Достоинство читателя
А. М. Левидов, Автор – образ – читатель, Изд. ЛГУ, 1977, 360 стр.
Характер участия разных наук в освоении проблемы читателя определяется все отчетливее: к особенностям читательских и зрительских реакций обращаются психологи; интерес к статистике читательского спроса, к анализу духовных потребностей наших современников проявляют социологи; к решению конкретных вопросов воспитания читателя в школе стремятся педагоги… Проблема эта имеет и свой особый филологический угол зрения, при котором преимущественное внимание сосредоточивается на определении роли и места читателя в писательском труде, в судьбе художника, в общественно-литературной жизни эпохи.
Если говорить о сверхзадаче литературоведения, о его смысле и назначении в современном мире, о его реальной практической пользе, то, в конечном счете, надо иметь в виду воспитание новых поколений читателей, научное руководство «художественным развитием» (В. И. Ленин) общества. Разумеется, сверхзадача не предполагает прямолинейного подчинения ей всех видов, способов и методов разномасштабных исследовательских работ. Но и забывать о такой стратегической цели нельзя. Вот почему заслуживают самого пристального внимания появившиеся за последние годы книги, статьи, сборники, в которых убедительно обосновывается мысль о том, что читатель был и остается не только главным объектом литературного воздействия, но и непременным субъектом художественного творчества, активным сопереживателем и соучастником литературного, а в нераздельности и творческого процесса.
В ряду подобных публикаций специальный интерес вызывает книга покойного ленинградского педагога А. Левидова, увидевшая свет благодаря усилиям учеников и продолжателей его дела. Цель капитальной работы определена ясно и точно: «научить читать художественную литературу», «повысить культуру чтения». Цель эта, в сущности, совпадает с одним из главных назначений филологии, литературоведения, литературной критики, с задачами преподавания литературы в школе – с последовательной и разносторонней пропагандой книги. Поначалу так объемно обозначенный замысел может даже показаться излишне широковещательным. Между тем по мере знакомства с книгой А. Левидова становится очевидным, что перед нами оригинальное, широкое по охвату материала исследование, способное оказать немалую помощь в пробуждении и совершенствовании читательских интересов, в научной популяризации некоторых существенных законов художеств венного творчества, в точной оценке многочисленных опытов интерпретации литературной классики и т. д.

▶ _Что сделать_
1 – Как в рецензии на книгу А. М. Левидова «Автор – образ – читатель» сформулирована цель этой работы?
2 – Напишите продолжение рецензии на книгу А. М. Левидова «Автор – образ – читатель», начав сразу после её последнего предложения.

▶ _Исходные данные_
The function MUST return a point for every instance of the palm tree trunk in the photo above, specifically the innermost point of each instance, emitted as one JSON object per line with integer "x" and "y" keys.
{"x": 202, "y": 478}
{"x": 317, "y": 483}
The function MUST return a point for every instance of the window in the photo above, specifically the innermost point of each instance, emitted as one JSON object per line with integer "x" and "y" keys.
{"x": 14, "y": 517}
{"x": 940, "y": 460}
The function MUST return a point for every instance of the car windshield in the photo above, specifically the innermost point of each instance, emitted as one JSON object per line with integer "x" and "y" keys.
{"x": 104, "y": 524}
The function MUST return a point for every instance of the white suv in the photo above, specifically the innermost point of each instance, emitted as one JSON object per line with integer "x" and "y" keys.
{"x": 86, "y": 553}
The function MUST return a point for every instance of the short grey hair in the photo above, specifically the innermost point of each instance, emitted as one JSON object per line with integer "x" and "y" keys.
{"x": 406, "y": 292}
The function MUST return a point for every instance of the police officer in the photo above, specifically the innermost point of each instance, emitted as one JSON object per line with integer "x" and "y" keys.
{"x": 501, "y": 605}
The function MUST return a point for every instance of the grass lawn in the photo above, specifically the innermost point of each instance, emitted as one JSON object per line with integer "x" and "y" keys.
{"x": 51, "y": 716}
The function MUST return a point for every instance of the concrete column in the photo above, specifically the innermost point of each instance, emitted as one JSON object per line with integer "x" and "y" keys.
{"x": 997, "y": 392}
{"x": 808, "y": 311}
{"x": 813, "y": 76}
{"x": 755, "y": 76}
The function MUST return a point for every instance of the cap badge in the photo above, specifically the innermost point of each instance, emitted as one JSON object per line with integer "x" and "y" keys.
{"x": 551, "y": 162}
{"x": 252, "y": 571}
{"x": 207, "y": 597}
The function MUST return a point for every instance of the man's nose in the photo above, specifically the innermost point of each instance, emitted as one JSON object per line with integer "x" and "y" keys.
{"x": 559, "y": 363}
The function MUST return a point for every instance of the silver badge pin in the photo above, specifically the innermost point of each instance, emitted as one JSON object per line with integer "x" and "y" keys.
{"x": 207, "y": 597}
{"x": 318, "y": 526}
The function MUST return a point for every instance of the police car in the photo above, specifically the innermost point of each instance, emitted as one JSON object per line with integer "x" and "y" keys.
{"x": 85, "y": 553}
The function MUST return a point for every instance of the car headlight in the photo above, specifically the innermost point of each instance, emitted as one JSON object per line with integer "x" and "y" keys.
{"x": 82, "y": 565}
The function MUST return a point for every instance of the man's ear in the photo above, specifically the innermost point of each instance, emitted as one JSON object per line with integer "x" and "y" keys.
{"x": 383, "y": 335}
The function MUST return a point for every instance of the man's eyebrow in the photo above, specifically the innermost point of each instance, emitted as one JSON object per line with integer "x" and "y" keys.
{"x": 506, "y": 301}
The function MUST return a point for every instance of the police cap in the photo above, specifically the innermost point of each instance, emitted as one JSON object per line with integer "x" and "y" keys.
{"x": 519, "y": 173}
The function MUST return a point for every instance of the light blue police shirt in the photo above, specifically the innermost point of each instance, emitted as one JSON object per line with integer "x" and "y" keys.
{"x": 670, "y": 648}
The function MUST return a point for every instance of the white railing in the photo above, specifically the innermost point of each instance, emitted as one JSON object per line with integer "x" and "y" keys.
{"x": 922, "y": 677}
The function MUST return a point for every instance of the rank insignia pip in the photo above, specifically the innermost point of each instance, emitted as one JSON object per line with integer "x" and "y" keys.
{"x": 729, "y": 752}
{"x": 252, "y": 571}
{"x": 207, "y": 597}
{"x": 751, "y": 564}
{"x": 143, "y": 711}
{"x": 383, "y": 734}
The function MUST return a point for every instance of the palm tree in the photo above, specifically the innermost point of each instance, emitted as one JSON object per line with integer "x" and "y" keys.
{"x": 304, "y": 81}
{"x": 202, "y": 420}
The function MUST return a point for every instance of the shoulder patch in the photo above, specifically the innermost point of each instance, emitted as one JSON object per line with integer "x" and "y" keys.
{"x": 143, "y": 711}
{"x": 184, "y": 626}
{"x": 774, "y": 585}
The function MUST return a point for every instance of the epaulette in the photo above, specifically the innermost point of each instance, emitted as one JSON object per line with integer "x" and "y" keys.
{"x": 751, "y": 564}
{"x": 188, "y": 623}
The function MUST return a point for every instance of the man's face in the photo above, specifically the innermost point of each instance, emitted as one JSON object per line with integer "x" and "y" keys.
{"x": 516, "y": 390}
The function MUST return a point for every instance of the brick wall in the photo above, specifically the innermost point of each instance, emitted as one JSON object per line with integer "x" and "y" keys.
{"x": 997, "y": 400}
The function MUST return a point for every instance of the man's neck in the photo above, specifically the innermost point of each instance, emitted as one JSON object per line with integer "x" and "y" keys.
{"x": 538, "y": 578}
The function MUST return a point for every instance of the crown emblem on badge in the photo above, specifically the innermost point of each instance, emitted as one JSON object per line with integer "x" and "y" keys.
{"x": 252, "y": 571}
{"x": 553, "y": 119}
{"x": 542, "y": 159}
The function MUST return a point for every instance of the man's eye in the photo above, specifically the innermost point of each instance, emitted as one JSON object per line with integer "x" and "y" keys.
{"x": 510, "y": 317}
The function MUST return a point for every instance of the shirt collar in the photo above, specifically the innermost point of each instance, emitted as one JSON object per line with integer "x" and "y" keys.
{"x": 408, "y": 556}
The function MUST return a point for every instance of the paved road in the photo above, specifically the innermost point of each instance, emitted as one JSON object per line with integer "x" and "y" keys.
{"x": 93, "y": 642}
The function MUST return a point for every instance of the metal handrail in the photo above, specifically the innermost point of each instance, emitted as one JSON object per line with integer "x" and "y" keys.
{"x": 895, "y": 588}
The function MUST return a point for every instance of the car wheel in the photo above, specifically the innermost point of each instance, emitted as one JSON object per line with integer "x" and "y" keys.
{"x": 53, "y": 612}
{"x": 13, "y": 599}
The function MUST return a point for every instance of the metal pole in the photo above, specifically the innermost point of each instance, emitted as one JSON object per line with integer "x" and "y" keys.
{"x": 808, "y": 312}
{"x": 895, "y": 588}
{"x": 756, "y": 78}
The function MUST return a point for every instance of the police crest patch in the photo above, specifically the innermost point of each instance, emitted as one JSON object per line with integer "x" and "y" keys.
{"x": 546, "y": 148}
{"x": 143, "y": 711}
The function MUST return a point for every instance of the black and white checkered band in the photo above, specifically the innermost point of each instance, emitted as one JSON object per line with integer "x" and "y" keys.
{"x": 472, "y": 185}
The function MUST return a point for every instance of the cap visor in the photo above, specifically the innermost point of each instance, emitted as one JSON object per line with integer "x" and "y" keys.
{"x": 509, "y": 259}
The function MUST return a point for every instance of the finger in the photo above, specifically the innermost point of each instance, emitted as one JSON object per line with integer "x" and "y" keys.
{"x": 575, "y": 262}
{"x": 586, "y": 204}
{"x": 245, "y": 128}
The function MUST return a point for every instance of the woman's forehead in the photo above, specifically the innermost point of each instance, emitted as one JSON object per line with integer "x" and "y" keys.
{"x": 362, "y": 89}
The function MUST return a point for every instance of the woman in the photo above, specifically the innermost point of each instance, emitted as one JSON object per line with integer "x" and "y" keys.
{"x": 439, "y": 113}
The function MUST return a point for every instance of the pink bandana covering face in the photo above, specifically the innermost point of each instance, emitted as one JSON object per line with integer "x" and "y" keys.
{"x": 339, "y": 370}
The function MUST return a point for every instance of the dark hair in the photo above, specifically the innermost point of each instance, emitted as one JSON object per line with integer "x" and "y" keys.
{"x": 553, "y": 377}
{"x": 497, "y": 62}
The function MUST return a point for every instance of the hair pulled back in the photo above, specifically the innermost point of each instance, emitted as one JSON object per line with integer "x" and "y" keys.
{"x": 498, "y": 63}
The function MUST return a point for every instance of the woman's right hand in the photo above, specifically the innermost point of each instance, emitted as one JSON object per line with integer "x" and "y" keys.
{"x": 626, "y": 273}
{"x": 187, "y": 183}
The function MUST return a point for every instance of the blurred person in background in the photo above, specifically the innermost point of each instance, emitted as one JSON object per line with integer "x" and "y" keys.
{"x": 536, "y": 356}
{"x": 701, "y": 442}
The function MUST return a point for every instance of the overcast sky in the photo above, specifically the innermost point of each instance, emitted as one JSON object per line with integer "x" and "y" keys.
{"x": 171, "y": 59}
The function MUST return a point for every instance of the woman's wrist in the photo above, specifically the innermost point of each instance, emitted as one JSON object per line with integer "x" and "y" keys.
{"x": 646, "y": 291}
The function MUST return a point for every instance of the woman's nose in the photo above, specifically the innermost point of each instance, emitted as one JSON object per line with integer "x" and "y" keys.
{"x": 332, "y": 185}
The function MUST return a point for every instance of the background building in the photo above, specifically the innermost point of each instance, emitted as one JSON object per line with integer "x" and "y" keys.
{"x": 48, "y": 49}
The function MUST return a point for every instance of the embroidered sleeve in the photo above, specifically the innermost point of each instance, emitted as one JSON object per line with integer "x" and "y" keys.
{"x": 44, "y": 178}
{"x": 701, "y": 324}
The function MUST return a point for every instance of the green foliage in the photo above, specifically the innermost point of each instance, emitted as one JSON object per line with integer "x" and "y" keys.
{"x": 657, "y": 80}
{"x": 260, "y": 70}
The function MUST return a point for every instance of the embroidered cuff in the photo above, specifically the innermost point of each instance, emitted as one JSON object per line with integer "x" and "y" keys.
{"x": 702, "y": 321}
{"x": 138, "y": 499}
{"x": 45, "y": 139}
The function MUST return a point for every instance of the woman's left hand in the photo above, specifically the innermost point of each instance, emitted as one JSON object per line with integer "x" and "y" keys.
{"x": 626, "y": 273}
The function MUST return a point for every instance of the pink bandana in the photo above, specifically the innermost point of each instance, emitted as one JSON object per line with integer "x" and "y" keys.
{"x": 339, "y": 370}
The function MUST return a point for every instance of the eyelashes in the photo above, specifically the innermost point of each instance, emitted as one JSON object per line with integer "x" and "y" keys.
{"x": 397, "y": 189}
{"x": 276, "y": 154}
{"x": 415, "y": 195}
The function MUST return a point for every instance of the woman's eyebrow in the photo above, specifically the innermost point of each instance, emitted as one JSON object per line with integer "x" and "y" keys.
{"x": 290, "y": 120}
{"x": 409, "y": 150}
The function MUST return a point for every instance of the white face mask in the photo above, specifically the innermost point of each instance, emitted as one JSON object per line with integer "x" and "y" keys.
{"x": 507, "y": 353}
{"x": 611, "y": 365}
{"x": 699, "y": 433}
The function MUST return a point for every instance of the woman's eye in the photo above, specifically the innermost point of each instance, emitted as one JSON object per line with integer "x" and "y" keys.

▶ _Ответы_
1 – Цель книги — «научить читать художественную литературу» и «повысить культуру чтения».

2 –
А. Левидов обращается к важнейшим теоретико-литературным категориям, размышляя об их содержательной глубине, воспринимая теорию в живой связи с творческой практикой художников разных времен и народов. Под пером автора традиционные понятия «сюжет» и «фабула», «характеры» и «обстоятельства», «художественный образ» и «типизация», герои «положительные» и «отрицательные» и многие другие обретают осязательную, поэтически выразительную силу. А. Левидову свойственно умение понимать и чувствовать теоретические формулы и положения в их художественной плоти, в их конкретно-творческом преломлении. Огромное множество примеров из различных областей искусства (литература древняя и новая, отечественная и зарубежная, живопись, музыка, театр, кино) служат не просто иллюстрацией заданного исследователем теоретического построения, но существенно уточняют, дополняют и развивают авторскую мысль. Для А. Левидова примеры из жизни искусства, пользуясь его же словами, «хлеб», питающий эстетику читателя художественной литературы, «точило», обостряющее его эстетический вкус». Ученый вводит нас в безграничный мир художественных фактов и явлений для того, чтобы показать «тончайшую зависимость, какая существует между творчеством писателя и творчеством читателя».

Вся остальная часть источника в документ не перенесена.